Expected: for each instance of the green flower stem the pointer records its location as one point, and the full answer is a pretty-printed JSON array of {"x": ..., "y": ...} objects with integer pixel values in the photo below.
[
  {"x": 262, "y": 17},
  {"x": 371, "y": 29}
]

...

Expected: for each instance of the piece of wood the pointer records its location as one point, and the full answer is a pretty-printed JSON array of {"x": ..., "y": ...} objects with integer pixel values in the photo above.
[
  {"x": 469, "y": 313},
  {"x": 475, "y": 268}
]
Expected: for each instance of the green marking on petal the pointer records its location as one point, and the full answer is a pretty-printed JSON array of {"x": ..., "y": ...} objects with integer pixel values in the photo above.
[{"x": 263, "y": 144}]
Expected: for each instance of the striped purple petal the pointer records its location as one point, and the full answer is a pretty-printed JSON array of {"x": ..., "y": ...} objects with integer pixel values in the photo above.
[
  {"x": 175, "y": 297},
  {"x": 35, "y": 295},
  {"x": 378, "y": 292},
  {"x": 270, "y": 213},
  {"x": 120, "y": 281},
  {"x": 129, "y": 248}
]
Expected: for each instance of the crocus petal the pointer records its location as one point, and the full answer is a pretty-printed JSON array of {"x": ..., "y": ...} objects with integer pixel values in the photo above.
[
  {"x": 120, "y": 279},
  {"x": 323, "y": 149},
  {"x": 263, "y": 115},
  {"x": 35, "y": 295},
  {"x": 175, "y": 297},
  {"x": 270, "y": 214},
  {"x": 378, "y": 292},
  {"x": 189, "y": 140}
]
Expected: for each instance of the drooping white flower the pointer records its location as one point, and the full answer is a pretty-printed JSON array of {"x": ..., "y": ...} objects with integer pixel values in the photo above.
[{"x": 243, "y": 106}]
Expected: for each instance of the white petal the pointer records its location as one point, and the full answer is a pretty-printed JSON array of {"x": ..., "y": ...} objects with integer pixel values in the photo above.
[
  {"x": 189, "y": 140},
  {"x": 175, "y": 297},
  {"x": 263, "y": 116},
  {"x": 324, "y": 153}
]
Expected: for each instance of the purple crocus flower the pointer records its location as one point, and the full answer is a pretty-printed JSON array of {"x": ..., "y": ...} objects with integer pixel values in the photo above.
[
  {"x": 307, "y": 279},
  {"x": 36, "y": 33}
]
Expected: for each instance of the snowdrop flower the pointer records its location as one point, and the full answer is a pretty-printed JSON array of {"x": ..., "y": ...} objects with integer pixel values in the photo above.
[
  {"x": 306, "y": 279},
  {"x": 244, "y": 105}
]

→ **REQUEST**: Count the lines above that contain the word "green". Give only the number.

→ **RESPONSE TO THIS TASK**: 2